*Page extract*:
As the budget preparation is going on in Islamabad under the broad policy guidelines of lenders, the fear of imposition of new taxes is being apprehended. Since corporate sector is the major contributor of taxes, the axe of new taxes is expected to slash its earnings.

While PTCL shares are being traded around Rs 18.00 the GoP has called for express of interest for its sales. According to information from Islamabad some investors from Saudi Arabia have expressed interest in acquiring the management control of PTCL at around Rs 30.00 per share. This price looks substantially low when one looks at previous sale of PTCL shares. However, the euphoria of investing in telephone companies of nineties is over and the GoP should not expect that price despite premium for transfer of management.

Investors have been ignoring textile sector despite very high dividend payout by the companies for the year ending September 30, 2000. The general impression is that it was a one time jackpot and most of the companies will not be able to pay good dividend for the year ending September 2001. However, this perception is not correct. There are more than two dozen companies which will be able to improve their payout and such companies should not be ignored.

MILLAT TRACTORS

Half yearly results of the Company indicates 37 per cent decline in sales and nearly 26 per cent reduction in profit after tax as compared to results for the corresponding period of previous year. During the first half of 2001 the Company sold 5,253 tractors as against a sale of 8,725 units for the first half of 2000. Sales of local tractor manufacturers are expected to go down drastically if the GoP decides to allow duty free import of tractors from China. However, the option has repercussions for the GoP subsidy on imported tractors, local manufacturers and above all farmers. Most of the farmers who got Chinese tractors were not satisfied with the performance and quality of these tractors. On top of this non-availability of spare parts added to the miseries of farmers.

*Objective*:
According to the market commentary, how many tractors did Millat Tractors sell during the first half of 2001?

Data lines
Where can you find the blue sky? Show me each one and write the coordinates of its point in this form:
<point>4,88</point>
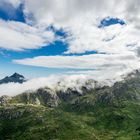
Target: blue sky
<point>9,13</point>
<point>101,34</point>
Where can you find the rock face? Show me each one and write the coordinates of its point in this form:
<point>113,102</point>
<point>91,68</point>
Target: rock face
<point>16,78</point>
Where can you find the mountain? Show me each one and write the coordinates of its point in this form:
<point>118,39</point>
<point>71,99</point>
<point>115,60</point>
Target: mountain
<point>16,78</point>
<point>99,113</point>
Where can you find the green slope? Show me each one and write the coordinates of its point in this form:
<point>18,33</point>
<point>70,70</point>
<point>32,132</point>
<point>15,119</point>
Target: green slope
<point>108,113</point>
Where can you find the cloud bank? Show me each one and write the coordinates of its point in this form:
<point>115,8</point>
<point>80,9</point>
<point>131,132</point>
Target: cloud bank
<point>117,46</point>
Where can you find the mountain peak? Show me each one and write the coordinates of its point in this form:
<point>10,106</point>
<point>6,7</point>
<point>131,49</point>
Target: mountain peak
<point>15,78</point>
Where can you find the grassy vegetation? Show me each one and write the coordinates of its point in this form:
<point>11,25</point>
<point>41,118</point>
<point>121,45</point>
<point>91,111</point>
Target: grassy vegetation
<point>66,122</point>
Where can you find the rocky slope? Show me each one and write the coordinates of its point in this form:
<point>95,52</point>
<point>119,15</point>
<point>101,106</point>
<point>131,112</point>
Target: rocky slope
<point>102,113</point>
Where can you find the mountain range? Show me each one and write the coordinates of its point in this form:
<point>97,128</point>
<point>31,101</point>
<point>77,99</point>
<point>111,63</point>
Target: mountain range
<point>98,113</point>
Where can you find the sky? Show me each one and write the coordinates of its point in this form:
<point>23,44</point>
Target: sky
<point>70,37</point>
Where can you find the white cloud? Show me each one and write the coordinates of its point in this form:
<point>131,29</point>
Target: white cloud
<point>19,36</point>
<point>55,83</point>
<point>81,19</point>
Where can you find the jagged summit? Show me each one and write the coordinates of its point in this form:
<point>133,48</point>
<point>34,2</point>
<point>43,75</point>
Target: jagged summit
<point>16,78</point>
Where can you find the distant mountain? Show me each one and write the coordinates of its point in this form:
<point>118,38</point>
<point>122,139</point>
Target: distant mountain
<point>98,113</point>
<point>16,78</point>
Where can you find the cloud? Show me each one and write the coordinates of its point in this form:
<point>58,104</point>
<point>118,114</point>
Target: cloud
<point>55,83</point>
<point>80,18</point>
<point>19,36</point>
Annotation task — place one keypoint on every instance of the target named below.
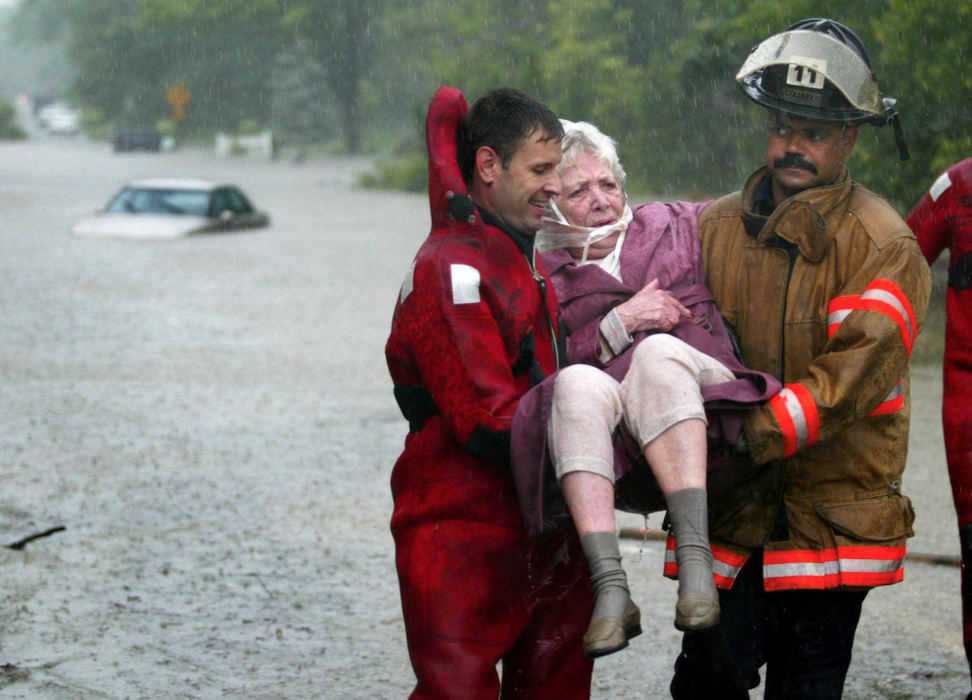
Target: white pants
(662, 388)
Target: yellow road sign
(178, 96)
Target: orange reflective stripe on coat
(885, 297)
(882, 296)
(796, 413)
(831, 568)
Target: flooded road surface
(211, 422)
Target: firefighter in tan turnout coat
(826, 288)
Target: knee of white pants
(584, 411)
(662, 387)
(587, 391)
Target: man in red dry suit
(943, 218)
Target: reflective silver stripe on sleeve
(891, 300)
(831, 568)
(799, 419)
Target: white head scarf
(556, 232)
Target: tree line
(656, 74)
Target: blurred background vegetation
(356, 75)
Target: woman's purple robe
(662, 243)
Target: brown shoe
(696, 611)
(609, 634)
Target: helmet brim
(813, 58)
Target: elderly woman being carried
(654, 384)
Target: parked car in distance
(59, 118)
(136, 140)
(164, 208)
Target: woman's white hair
(583, 137)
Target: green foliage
(9, 128)
(409, 172)
(658, 75)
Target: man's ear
(488, 163)
(849, 139)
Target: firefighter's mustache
(795, 161)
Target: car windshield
(133, 200)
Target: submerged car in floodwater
(173, 208)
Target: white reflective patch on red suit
(465, 284)
(941, 184)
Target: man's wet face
(805, 153)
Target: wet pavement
(211, 422)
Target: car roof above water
(174, 183)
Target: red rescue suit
(473, 329)
(943, 218)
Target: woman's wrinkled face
(590, 195)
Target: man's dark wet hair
(501, 119)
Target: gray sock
(610, 583)
(688, 513)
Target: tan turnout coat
(836, 325)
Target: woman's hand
(651, 309)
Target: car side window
(238, 202)
(220, 203)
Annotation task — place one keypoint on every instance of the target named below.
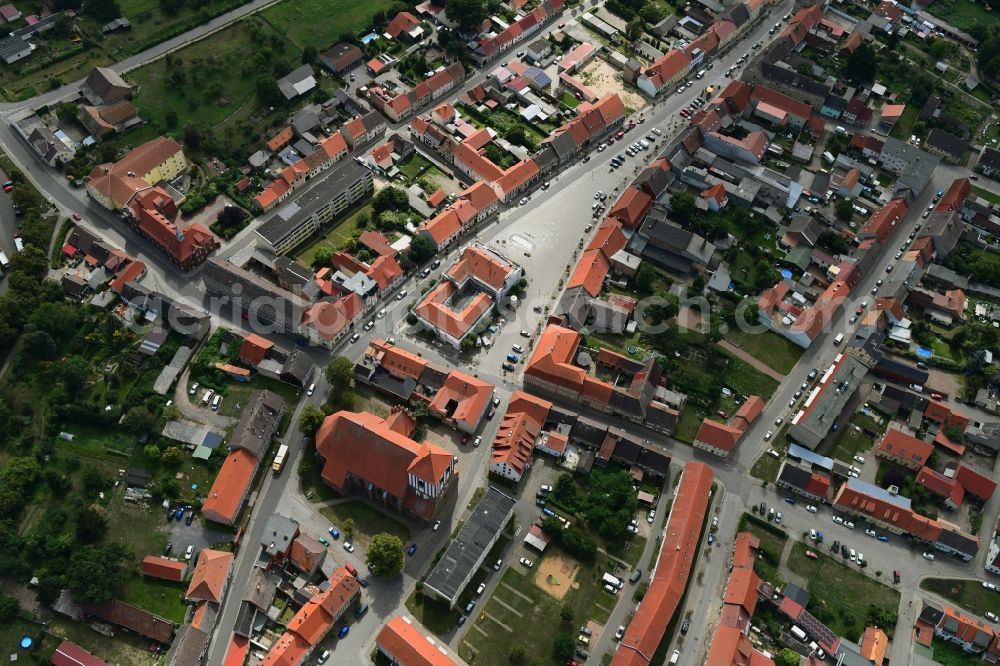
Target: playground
(557, 575)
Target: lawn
(963, 14)
(521, 613)
(841, 595)
(969, 594)
(433, 613)
(769, 348)
(853, 440)
(336, 238)
(208, 81)
(160, 597)
(771, 546)
(368, 521)
(986, 194)
(327, 20)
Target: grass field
(368, 521)
(327, 19)
(218, 78)
(841, 594)
(334, 239)
(769, 348)
(160, 597)
(969, 594)
(986, 194)
(963, 14)
(771, 546)
(433, 613)
(853, 440)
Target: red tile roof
(784, 102)
(975, 483)
(552, 360)
(402, 22)
(409, 647)
(631, 207)
(210, 575)
(463, 398)
(682, 537)
(907, 447)
(590, 272)
(71, 654)
(163, 567)
(254, 348)
(363, 446)
(230, 488)
(314, 620)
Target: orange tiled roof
(408, 646)
(682, 537)
(209, 577)
(225, 499)
(388, 458)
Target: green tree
(138, 419)
(8, 608)
(421, 249)
(311, 419)
(682, 208)
(93, 573)
(468, 15)
(787, 657)
(862, 65)
(844, 210)
(385, 555)
(390, 199)
(340, 373)
(172, 457)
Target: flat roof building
(467, 551)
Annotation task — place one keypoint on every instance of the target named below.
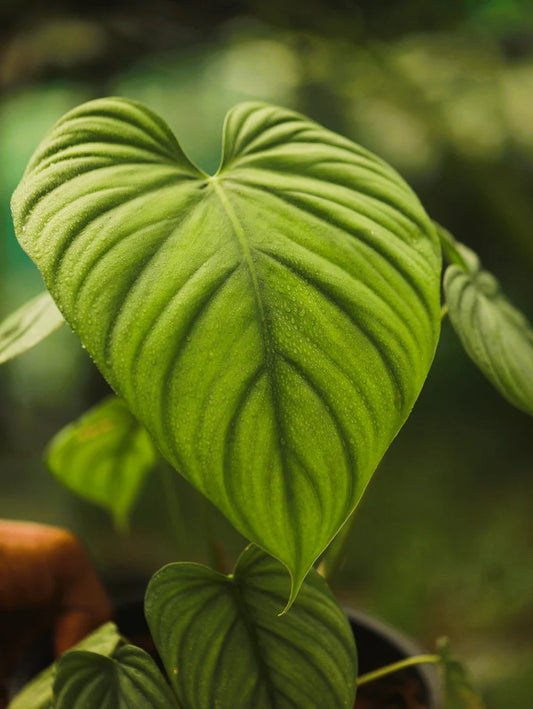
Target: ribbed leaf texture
(224, 646)
(496, 335)
(127, 679)
(28, 325)
(104, 457)
(271, 325)
(38, 694)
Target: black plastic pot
(377, 644)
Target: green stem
(172, 504)
(217, 551)
(396, 666)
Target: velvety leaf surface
(459, 693)
(496, 335)
(224, 645)
(38, 694)
(104, 457)
(271, 325)
(126, 680)
(28, 325)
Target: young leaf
(271, 325)
(458, 691)
(224, 645)
(104, 457)
(129, 678)
(28, 325)
(495, 334)
(38, 693)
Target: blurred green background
(443, 90)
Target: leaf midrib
(266, 336)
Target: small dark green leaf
(458, 690)
(28, 325)
(496, 335)
(38, 694)
(224, 645)
(104, 457)
(129, 679)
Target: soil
(402, 690)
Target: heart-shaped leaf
(28, 325)
(271, 325)
(104, 457)
(223, 644)
(38, 694)
(129, 678)
(496, 335)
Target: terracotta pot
(377, 643)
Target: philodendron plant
(268, 330)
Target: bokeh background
(443, 90)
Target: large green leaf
(496, 335)
(104, 457)
(126, 680)
(38, 694)
(28, 325)
(223, 644)
(271, 325)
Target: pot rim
(428, 673)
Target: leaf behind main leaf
(128, 679)
(271, 325)
(104, 457)
(224, 645)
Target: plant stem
(396, 666)
(172, 504)
(217, 551)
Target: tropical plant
(268, 330)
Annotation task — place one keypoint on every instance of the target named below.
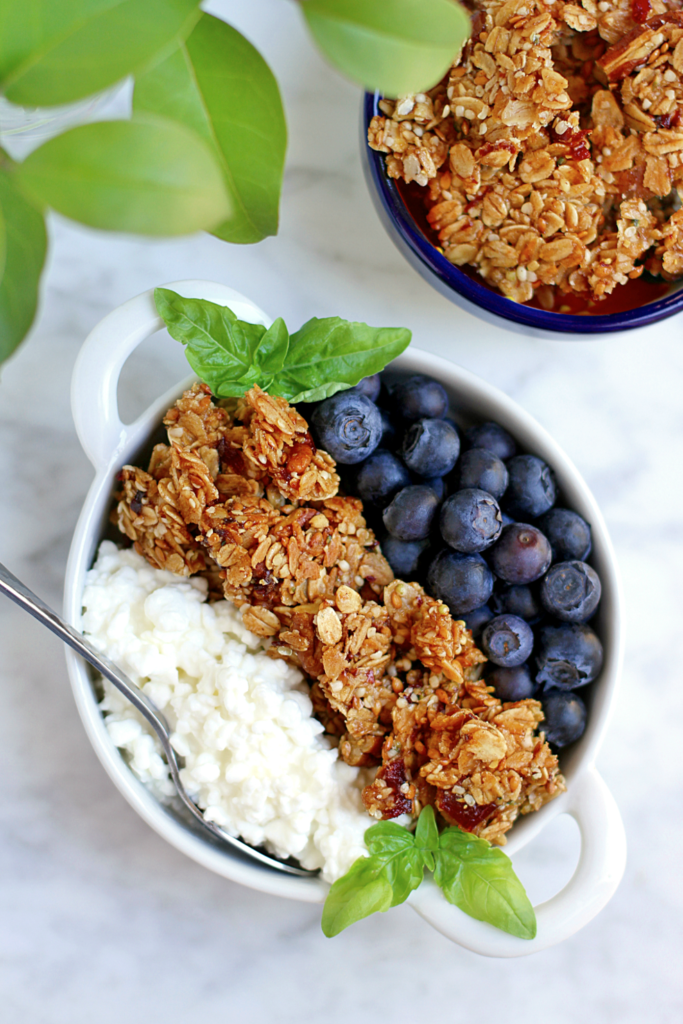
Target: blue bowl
(468, 292)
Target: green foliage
(219, 85)
(475, 877)
(206, 146)
(321, 358)
(364, 890)
(153, 176)
(481, 882)
(25, 247)
(398, 47)
(55, 51)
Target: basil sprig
(473, 875)
(322, 357)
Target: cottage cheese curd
(256, 760)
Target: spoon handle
(19, 593)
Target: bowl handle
(600, 867)
(95, 378)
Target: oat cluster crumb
(552, 153)
(241, 495)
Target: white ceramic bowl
(109, 443)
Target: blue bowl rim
(478, 294)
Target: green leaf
(399, 47)
(26, 245)
(328, 355)
(393, 848)
(273, 347)
(55, 51)
(321, 358)
(481, 882)
(221, 349)
(363, 891)
(218, 84)
(151, 176)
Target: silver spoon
(17, 592)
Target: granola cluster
(242, 495)
(552, 153)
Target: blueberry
(389, 434)
(493, 437)
(410, 514)
(482, 469)
(403, 556)
(380, 476)
(570, 591)
(565, 718)
(517, 600)
(348, 426)
(507, 640)
(463, 582)
(430, 448)
(370, 386)
(470, 520)
(531, 488)
(437, 483)
(521, 555)
(476, 620)
(421, 396)
(567, 656)
(512, 684)
(569, 536)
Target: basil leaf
(147, 176)
(26, 244)
(480, 880)
(399, 47)
(364, 890)
(273, 347)
(220, 348)
(392, 847)
(328, 355)
(426, 836)
(55, 51)
(218, 84)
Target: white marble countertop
(101, 920)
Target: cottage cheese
(256, 760)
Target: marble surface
(100, 919)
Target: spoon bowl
(19, 593)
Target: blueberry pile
(475, 521)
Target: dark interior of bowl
(412, 231)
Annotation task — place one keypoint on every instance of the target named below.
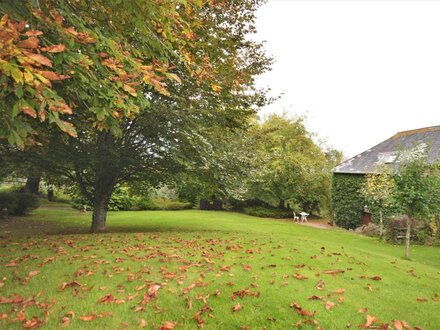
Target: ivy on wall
(347, 202)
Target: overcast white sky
(359, 70)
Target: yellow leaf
(130, 90)
(216, 88)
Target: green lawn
(191, 266)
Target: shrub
(265, 212)
(421, 231)
(371, 230)
(121, 200)
(8, 202)
(168, 204)
(17, 203)
(347, 202)
(26, 202)
(143, 203)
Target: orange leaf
(28, 110)
(142, 323)
(237, 308)
(130, 90)
(88, 318)
(53, 75)
(167, 325)
(33, 33)
(33, 323)
(333, 271)
(300, 276)
(34, 272)
(29, 43)
(54, 48)
(329, 305)
(108, 298)
(370, 320)
(320, 285)
(397, 324)
(40, 59)
(340, 291)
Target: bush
(8, 202)
(17, 203)
(26, 202)
(265, 212)
(347, 202)
(371, 230)
(421, 231)
(121, 200)
(145, 203)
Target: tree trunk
(33, 184)
(381, 223)
(106, 174)
(99, 216)
(407, 237)
(281, 204)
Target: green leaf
(19, 91)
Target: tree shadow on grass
(20, 227)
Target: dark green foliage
(264, 212)
(8, 202)
(13, 202)
(347, 202)
(148, 203)
(421, 231)
(119, 201)
(122, 200)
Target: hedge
(14, 202)
(347, 203)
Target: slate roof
(390, 150)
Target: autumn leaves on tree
(135, 85)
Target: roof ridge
(416, 131)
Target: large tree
(141, 85)
(289, 166)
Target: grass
(200, 259)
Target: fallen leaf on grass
(300, 276)
(87, 318)
(70, 284)
(301, 311)
(108, 298)
(245, 292)
(142, 323)
(320, 285)
(34, 273)
(329, 305)
(333, 271)
(168, 325)
(339, 291)
(237, 307)
(33, 323)
(400, 325)
(65, 320)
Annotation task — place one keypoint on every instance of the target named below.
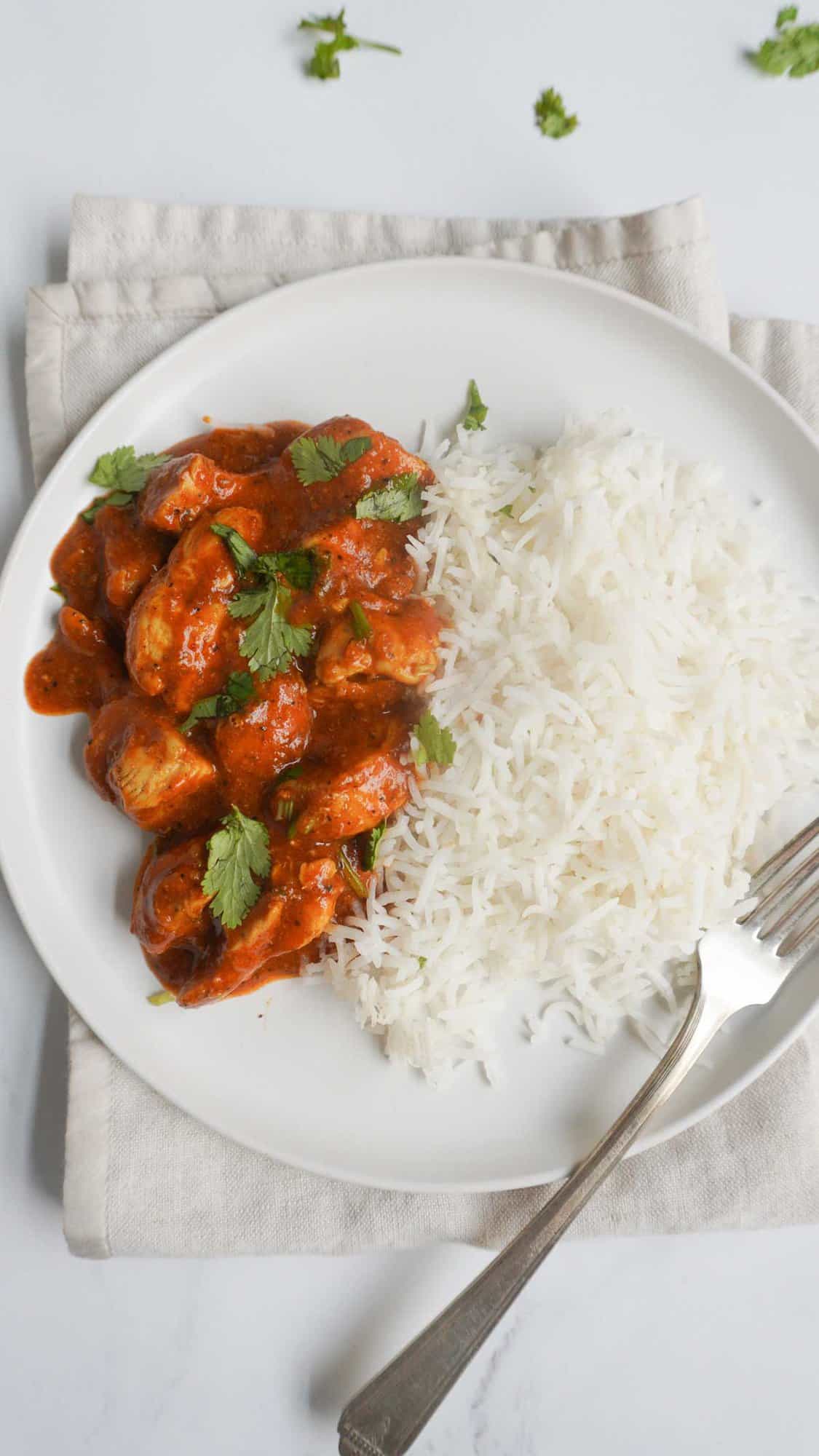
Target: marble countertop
(691, 1345)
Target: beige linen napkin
(141, 1176)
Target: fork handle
(389, 1413)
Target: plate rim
(232, 317)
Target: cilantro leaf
(372, 845)
(244, 555)
(321, 458)
(270, 643)
(395, 500)
(435, 745)
(362, 628)
(235, 854)
(352, 876)
(475, 410)
(237, 692)
(122, 474)
(298, 567)
(793, 52)
(324, 62)
(551, 116)
(247, 604)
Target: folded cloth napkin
(141, 1176)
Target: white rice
(631, 688)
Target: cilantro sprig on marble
(551, 116)
(122, 474)
(269, 643)
(237, 855)
(791, 52)
(324, 62)
(475, 410)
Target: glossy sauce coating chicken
(250, 646)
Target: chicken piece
(183, 643)
(170, 902)
(139, 761)
(272, 732)
(130, 555)
(242, 448)
(401, 646)
(78, 670)
(296, 909)
(331, 804)
(187, 487)
(359, 558)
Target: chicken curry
(241, 624)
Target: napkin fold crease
(141, 1176)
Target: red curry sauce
(145, 634)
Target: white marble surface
(697, 1345)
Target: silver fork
(739, 966)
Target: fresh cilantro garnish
(551, 117)
(372, 845)
(793, 52)
(395, 500)
(475, 410)
(324, 62)
(321, 458)
(235, 854)
(362, 628)
(270, 643)
(298, 567)
(435, 745)
(122, 474)
(244, 555)
(237, 692)
(161, 998)
(352, 876)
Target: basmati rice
(631, 688)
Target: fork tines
(781, 914)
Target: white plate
(288, 1071)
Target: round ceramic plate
(288, 1071)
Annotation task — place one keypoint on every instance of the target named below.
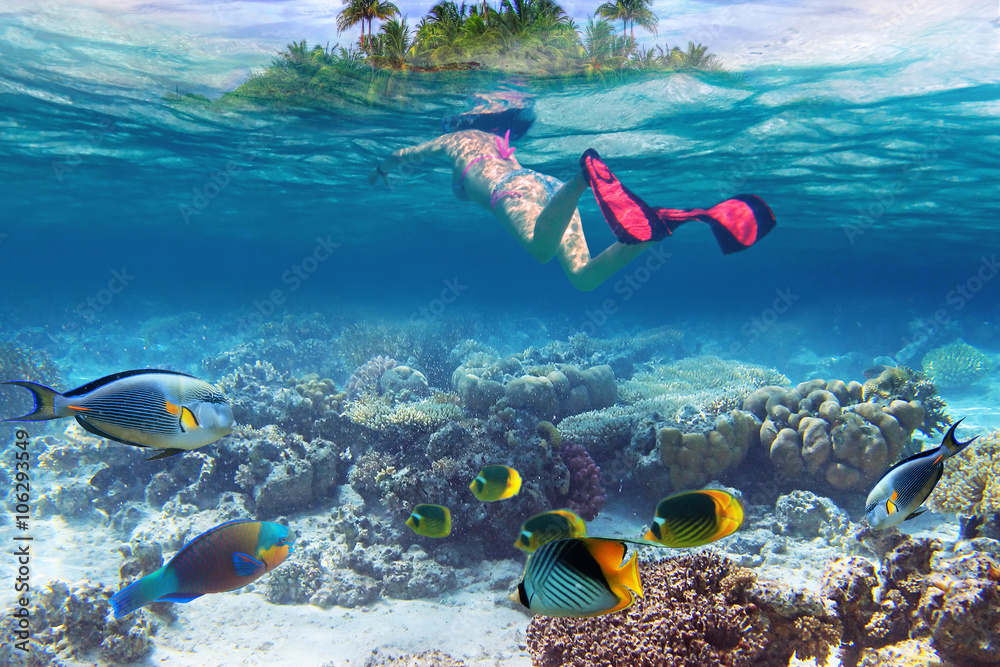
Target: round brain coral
(696, 611)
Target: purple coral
(586, 497)
(366, 377)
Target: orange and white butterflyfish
(160, 409)
(548, 527)
(695, 518)
(496, 483)
(579, 577)
(903, 488)
(225, 558)
(430, 521)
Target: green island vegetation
(458, 47)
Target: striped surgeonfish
(903, 488)
(579, 577)
(225, 558)
(146, 408)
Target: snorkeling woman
(540, 211)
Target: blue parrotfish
(225, 558)
(579, 577)
(695, 518)
(903, 488)
(145, 408)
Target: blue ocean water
(122, 211)
(880, 175)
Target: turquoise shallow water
(877, 152)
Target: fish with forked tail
(225, 558)
(903, 488)
(145, 408)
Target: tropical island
(458, 46)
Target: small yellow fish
(695, 518)
(579, 577)
(496, 483)
(430, 521)
(548, 527)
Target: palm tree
(629, 12)
(696, 57)
(362, 11)
(393, 44)
(353, 13)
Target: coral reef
(956, 366)
(971, 480)
(549, 391)
(262, 395)
(72, 622)
(584, 495)
(875, 613)
(960, 608)
(695, 458)
(423, 343)
(383, 657)
(697, 610)
(824, 430)
(622, 354)
(803, 514)
(366, 377)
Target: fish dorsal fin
(91, 386)
(209, 532)
(246, 566)
(87, 426)
(180, 597)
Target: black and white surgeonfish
(579, 577)
(904, 487)
(145, 408)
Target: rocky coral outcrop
(825, 430)
(697, 610)
(971, 480)
(551, 391)
(73, 622)
(956, 366)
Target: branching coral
(956, 366)
(971, 480)
(585, 495)
(697, 611)
(365, 378)
(74, 622)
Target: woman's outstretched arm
(410, 155)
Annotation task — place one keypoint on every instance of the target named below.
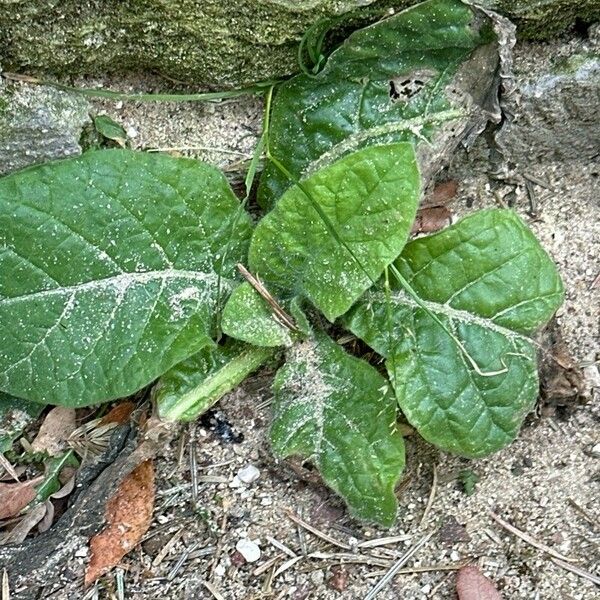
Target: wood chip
(128, 517)
(472, 584)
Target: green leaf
(329, 238)
(53, 468)
(488, 280)
(110, 265)
(110, 129)
(336, 410)
(190, 388)
(15, 415)
(247, 317)
(428, 76)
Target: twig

*Solution to the problem*:
5,253 tractors.